Update the records from the start through the line containing "<point>324,748</point>", replacing "keypoint" with "marker" and leaving everything else unchanged.

[Coordinate annotation entries]
------

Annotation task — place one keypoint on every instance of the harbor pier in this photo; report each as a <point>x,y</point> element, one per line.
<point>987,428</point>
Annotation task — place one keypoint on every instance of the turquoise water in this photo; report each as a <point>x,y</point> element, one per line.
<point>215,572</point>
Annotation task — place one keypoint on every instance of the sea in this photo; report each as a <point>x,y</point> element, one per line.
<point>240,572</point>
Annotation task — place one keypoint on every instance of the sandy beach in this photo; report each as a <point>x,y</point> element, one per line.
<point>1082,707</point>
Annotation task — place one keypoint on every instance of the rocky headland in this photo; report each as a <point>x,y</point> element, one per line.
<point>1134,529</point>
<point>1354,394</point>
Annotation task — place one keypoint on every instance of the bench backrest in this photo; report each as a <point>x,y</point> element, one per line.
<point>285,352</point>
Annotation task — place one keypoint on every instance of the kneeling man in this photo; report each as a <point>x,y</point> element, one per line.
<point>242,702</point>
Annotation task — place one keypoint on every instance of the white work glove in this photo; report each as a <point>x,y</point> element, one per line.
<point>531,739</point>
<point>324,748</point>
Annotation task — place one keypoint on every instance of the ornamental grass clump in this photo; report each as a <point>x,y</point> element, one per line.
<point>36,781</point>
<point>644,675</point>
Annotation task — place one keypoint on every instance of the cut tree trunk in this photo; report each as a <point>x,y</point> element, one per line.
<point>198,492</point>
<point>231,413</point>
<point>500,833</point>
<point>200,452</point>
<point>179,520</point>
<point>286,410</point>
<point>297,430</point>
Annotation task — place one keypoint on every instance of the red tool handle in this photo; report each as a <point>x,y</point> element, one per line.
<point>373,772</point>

------

Result of the exercise:
Annotation task — place one marker on every instance of the harbor pier in this photo; report each as a <point>x,y</point> element, one per line.
<point>987,428</point>
Annotation task — place one marker on every instance of the turquoise water in this photo; report each as a <point>x,y</point> element, one per line.
<point>215,572</point>
Annotation task — place one marker on every instance of the sea in this photo; report each as a <point>x,y</point> element, one per line.
<point>240,572</point>
Annotation task — place one marker on every instance of the sandy beach in this photo; report each as a <point>x,y</point> element, one per line.
<point>1082,707</point>
Annotation task — place one marker on every instance of the rocky headland in this photo; report each as a <point>x,y</point> element, one per line.
<point>1134,529</point>
<point>1354,394</point>
Annotation task — place one marker on every instance of the bench backrest in this photo; report each as a <point>x,y</point> element, one per line.
<point>285,352</point>
Annotation task — place one marker on every instance of the kneeling man in this photo; report each as a <point>x,y</point> element, one per line.
<point>242,702</point>
Annotation task — place one marker on every instance of the white work glove in this photo; report each as a <point>x,y</point> element, one per line.
<point>531,739</point>
<point>324,748</point>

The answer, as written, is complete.